鹿角のいいこと

鹿角でシカ、会えない人⇒ ベリーズファクトリー田中英夫(たなかひでお)さん(69歳)

鹿角でシカ、会えない人⇒ ベリーズファクトリー田中英夫(たなかひでお)さん(69歳)

「急ですが、これから向かっていいですか?」

 

日も落ちかけた夕方、急遽向かうことになり、十和田方面へ車を走らせた。
例年に比べると雪の量は少ないとはいえ、12月の鹿角はもちろん雪景色。この時間帯になると空の色も降り積もった雪の色も同化して、一面ホワイトグレーの景色になる。

 

「小高い丘の上にある」という情報とナビの画面を頼りにたどり着いたのは「ベリーズファクトリー桜美庵」の田中さんの自宅。その「小高い丘」からわざわざ車道まで降りてきてくれた田中さんは「畑をご案内しますよ」と、自宅の裏手を案内してくれた。もちろん、収穫時期が過ぎた木苺の畑は一面雪で覆われていて、その中から少しだけ顔を出した木苺の枝は茶色くなっている。

 

「収穫は6月から11月の初めころまでですね。約1ヶ月ほど前までは収穫していました」と説明してくれた。秋田県内では木苺の産地がすでに3つあり、この鹿角は4番目の産地だ。自宅の敷地を畑にして、毎年少しずつ栽培面積を増やしてきたという。現在は田中さんの畑で、だいたい5,000株くらいを作付けしている。
鹿角での木苺の栽培は、田中さんが始めた。その木苺を使い、加工品の製造も行っている。なかでも注目された商品が「木苺とりんごの無垢果汁」だ。

 

tanaka_Aシャンパングラスに注がれたルビー色に輝くジュース。水を加えず、りんご果汁を加えたことで酸味が和らぎつつも、木苺の爽やかさが引き立つ。

> 表示された情報
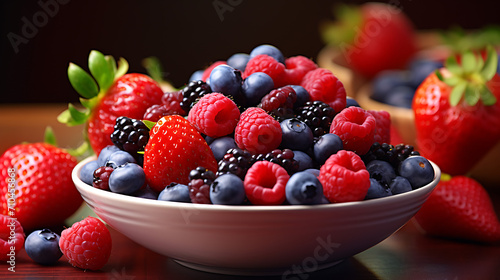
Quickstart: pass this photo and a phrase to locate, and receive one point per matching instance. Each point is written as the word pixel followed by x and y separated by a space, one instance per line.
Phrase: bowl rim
pixel 83 187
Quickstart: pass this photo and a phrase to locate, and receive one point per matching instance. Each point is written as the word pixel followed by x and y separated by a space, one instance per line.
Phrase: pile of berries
pixel 258 129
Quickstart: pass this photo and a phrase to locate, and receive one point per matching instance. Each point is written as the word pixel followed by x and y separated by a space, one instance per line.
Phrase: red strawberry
pixel 108 94
pixel 175 148
pixel 460 208
pixel 457 115
pixel 372 37
pixel 43 193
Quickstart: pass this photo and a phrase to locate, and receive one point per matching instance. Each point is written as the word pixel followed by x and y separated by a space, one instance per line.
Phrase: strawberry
pixel 457 115
pixel 460 208
pixel 106 95
pixel 36 186
pixel 175 148
pixel 372 37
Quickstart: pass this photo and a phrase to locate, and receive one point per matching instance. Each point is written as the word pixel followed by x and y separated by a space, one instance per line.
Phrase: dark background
pixel 184 35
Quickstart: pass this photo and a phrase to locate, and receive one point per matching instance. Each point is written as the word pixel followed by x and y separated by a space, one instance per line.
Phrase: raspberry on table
pixel 356 128
pixel 257 132
pixel 265 183
pixel 344 177
pixel 322 85
pixel 266 64
pixel 214 115
pixel 296 68
pixel 87 244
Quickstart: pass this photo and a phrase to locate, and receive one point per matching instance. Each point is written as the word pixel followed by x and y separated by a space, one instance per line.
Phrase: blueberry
pixel 400 185
pixel 226 80
pixel 304 188
pixel 127 178
pixel 351 102
pixel 326 145
pixel 238 61
pixel 400 96
pixel 119 158
pixel 196 76
pixel 296 135
pixel 303 159
pixel 270 50
pixel 377 190
pixel 220 146
pixel 381 171
pixel 387 80
pixel 417 170
pixel 227 189
pixel 302 96
pixel 175 192
pixel 256 86
pixel 420 69
pixel 87 172
pixel 105 153
pixel 42 246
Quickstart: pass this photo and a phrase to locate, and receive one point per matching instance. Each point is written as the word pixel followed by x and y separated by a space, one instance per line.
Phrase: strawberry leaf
pixel 82 82
pixel 101 70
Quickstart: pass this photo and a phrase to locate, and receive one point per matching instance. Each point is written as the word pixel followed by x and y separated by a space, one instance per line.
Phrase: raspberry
pixel 344 177
pixel 86 244
pixel 10 227
pixel 322 85
pixel 382 126
pixel 265 183
pixel 208 71
pixel 257 132
pixel 214 115
pixel 172 101
pixel 296 68
pixel 101 177
pixel 356 128
pixel 266 64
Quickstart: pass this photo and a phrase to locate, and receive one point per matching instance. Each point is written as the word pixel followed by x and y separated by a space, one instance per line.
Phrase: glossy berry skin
pixel 377 190
pixel 42 246
pixel 326 145
pixel 127 179
pixel 226 80
pixel 304 188
pixel 227 189
pixel 130 95
pixel 86 244
pixel 7 224
pixel 269 50
pixel 296 135
pixel 265 183
pixel 175 192
pixel 45 193
pixel 87 172
pixel 417 170
pixel 238 61
pixel 256 86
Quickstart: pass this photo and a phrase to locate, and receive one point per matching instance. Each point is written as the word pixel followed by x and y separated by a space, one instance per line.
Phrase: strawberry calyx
pixel 92 87
pixel 469 77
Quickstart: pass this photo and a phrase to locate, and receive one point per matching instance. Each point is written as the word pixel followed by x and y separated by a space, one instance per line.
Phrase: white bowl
pixel 254 240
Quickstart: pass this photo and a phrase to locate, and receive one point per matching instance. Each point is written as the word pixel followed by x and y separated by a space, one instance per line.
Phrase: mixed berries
pixel 258 129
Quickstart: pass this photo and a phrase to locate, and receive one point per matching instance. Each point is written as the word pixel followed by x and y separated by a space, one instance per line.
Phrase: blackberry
pixel 235 161
pixel 192 92
pixel 317 115
pixel 282 157
pixel 389 153
pixel 130 135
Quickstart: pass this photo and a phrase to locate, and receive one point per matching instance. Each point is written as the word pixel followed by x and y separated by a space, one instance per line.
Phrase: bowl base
pixel 248 271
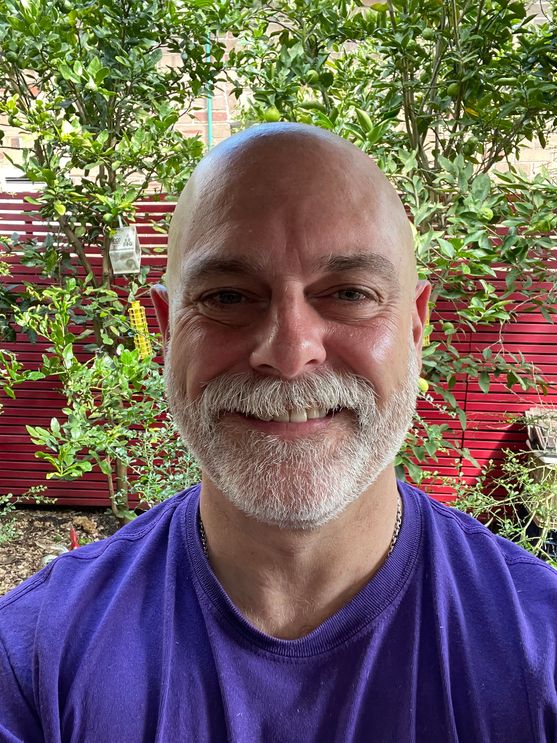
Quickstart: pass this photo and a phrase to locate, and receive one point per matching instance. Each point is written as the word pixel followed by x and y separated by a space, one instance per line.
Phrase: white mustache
pixel 268 397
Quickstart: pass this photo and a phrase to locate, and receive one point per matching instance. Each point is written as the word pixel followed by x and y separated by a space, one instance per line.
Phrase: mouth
pixel 296 415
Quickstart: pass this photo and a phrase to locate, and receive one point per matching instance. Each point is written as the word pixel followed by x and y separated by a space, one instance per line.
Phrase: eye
pixel 352 294
pixel 223 297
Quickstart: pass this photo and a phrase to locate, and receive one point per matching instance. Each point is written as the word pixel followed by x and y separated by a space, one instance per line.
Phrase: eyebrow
pixel 372 262
pixel 204 267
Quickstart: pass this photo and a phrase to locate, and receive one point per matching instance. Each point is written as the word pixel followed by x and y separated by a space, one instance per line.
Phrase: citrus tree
pixel 443 95
pixel 96 91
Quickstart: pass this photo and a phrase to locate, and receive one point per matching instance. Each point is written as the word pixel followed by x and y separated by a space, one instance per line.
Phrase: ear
pixel 159 297
pixel 420 312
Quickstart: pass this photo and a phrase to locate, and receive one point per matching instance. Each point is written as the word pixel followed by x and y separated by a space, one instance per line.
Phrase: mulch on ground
pixel 43 532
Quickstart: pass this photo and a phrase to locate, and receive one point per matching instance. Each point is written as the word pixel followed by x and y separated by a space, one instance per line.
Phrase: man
pixel 300 594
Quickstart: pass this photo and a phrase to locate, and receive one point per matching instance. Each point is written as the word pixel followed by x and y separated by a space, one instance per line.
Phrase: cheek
pixel 378 352
pixel 200 351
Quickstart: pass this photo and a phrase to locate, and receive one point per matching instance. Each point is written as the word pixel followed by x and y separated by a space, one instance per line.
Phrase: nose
pixel 290 339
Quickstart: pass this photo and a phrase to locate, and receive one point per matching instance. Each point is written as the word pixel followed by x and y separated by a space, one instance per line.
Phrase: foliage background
pixel 442 94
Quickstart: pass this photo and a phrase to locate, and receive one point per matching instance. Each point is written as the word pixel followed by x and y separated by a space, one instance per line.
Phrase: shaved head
pixel 294 323
pixel 259 167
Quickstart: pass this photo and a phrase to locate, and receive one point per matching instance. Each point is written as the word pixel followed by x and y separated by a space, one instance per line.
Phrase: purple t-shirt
pixel 133 639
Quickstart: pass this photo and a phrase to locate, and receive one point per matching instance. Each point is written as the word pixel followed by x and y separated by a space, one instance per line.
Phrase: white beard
pixel 297 484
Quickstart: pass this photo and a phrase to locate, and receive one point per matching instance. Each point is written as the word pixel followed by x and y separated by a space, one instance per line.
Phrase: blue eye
pixel 352 295
pixel 224 297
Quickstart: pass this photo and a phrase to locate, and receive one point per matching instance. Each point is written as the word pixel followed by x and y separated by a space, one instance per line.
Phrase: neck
pixel 286 582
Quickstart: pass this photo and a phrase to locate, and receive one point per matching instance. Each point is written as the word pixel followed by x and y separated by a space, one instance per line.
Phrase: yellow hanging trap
pixel 138 321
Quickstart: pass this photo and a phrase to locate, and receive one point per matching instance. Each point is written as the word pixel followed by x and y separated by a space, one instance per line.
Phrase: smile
pixel 296 415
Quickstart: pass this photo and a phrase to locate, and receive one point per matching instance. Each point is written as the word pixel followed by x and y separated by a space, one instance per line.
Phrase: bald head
pixel 267 166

> やることリスト
**a)** 鹿角の木苺の記事から、「例年に比べると雪の量は少ない」で始まり「0株くらいを作付けしている。」までの部分を、一字も変えずに書き写してください。
**b)** 鹿角の木苺の記事の続きを、最後の文のあとから書き足すこと。

> 項目ごとの回答
**a)**
例年に比べると雪の量は少ないとはいえ、12月の鹿角はもちろん雪景色。この時間帯になると空の色も降り積もった雪の色も同化して、一面ホワイトグレーの景色になる。

 

「小高い丘の上にある」という情報とナビの画面を頼りにたどり着いたのは「ベリーズファクトリー桜美庵」の田中さんの自宅。その「小高い丘」からわざわざ車道まで降りてきてくれた田中さんは「畑をご案内しますよ」と、自宅の裏手を案内してくれた。もちろん、収穫時期が過ぎた木苺の畑は一面雪で覆われていて、その中から少しだけ顔を出した木苺の枝は茶色くなっている。

 

「収穫は6月から11月の初めころまでですね。約1ヶ月ほど前までは収穫していました」と説明してくれた。秋田県内では木苺の産地がすでに3つあり、この鹿角は4番目の産地だ。自宅の敷地を畑にして、毎年少しずつ栽培面積を増やしてきたという。現在は田中さんの畑で、だいたい5,000株くらいを作付けしている。

**b)**
 

田中さんは鹿角市出身。現在は自宅で一人暮らしだ。もともとはレストランやホテルなどで調理師として勤めていたが、定年を迎えて引退。引退後、自ら起業して仕出し業と菜園を始めた。

 

「なにかやりたいなと思って、60歳から始めたんです。木苺の栽培はもちろん、経験がなかったんですが、自分の菜園で植えてみました。鹿角の気候に合っていたんでしょうね。育ててみて、その味わいにびっくりしたんです。
せっかくだから、この木苺を使った商品を作って、鹿角の魅力を全国に発信したいと思いました。それで、いろいろと試行錯誤してジュースを作ったんです。
初めは木苺果汁に水を加えたりしてみたんですが、どうしても木苺の酸っぱさが目立ってしまう。それに砂糖を加えるのは嫌だったんです。なにか鹿角の良さを伝えられるものはないかと考えて、りんごジュースを加えてみました。すると、酸味が緩和されて、りんごの甘味との相性も良かった。一切水も砂糖も加えることなく、果汁のおいしさを感じられるジュースを作ることができました」。

 

当初は田中さんだけが木苺の栽培を行っていたが、鹿角市の農家に協力をお願いし、栽培農家が増えてきた。
「木苺の収量に限りがあったので、1,000本限定での生産になっていますが、今後は生産農家を増やして、もっと増産していきたいと思っています」。

 

 

 パッケージにこだわることで、付加価値が生まれた。

tanaka_Bまるでワインボトルのような高級感を生み出すパッケージデザイン。アルコールの飲めない人向けの需要があるという。

 

木苺とりんごの無垢果汁「JUS DE FRAMBOISE ET DE POMME」と書かれたまるでワインボトルのようなデザイン。黒い瓶に鮮やかなピンク色で描かれた木苺の絵柄がアクセントになっている。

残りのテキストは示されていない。